[Opening Source information section]
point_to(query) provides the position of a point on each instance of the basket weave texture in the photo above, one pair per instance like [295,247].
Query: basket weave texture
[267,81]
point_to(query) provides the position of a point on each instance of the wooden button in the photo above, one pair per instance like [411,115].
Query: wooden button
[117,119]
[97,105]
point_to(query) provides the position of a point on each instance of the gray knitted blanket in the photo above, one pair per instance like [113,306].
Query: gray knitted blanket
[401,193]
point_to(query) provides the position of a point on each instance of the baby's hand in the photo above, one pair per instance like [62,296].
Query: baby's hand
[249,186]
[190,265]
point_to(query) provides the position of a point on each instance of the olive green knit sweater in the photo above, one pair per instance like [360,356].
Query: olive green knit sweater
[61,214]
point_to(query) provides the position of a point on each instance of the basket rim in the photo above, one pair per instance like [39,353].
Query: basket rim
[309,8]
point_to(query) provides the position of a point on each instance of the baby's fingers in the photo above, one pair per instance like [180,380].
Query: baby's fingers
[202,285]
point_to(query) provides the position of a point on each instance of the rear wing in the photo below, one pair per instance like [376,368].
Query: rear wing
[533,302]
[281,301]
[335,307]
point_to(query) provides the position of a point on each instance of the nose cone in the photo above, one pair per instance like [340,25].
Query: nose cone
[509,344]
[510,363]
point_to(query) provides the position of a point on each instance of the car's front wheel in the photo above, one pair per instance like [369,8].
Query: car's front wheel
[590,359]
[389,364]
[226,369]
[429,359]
[Closing Source information section]
Your objective: All of the data above should be output exactly.

Solution to the problem:
point_to(query) provides the position of a point on each instance of the basket weave texture in the photo above, one pair per instance like [295,247].
Query: basket weave texture
[267,81]
point_to(query) provides the position of a point on each instance of the wooden button in the photo above, one pair per instance like [411,115].
Query: wooden button
[117,119]
[97,105]
point_to(query) provides the position of a point on each instance of the gray knitted blanket in the photo above, one pair per instance like [113,306].
Query: gray knitted blanket
[401,193]
point_to(query) provides the position of a point on each instance of the baby's hand in the photo above, one pair per instance like [62,296].
Query: baby's hand
[249,186]
[190,265]
point_to(query) provides the position of a point on each instance of the olive green knit sweater in the photo above, one pair per instance like [360,356].
Query: olive green knit sweater
[61,214]
point_to(query) provides the position of a point on each instance of the basket rim in the photo above, one pair per instance like [39,353].
Query: basket rim
[309,8]
point_to(query) provides the position of a point on each instance of the baby's fingers in the photo above, one pair per instance like [180,380].
Query: baby's fingers
[202,285]
point_to(query) provides the position of a point on each instance of the rear wing in the photo below, one pair per instance like [376,368].
Query: rear wing
[533,302]
[281,301]
[335,307]
point_to(query) provides the position of a point on each instance of the nose cone in the photo above, one pair per instance like [340,25].
Query: nose cone
[509,344]
[510,363]
point_to(query) provides the position of a point on each instance of the car's front wheel in the photo above, one pair per instance like [369,8].
Query: car's front wheel
[590,359]
[389,364]
[226,369]
[429,359]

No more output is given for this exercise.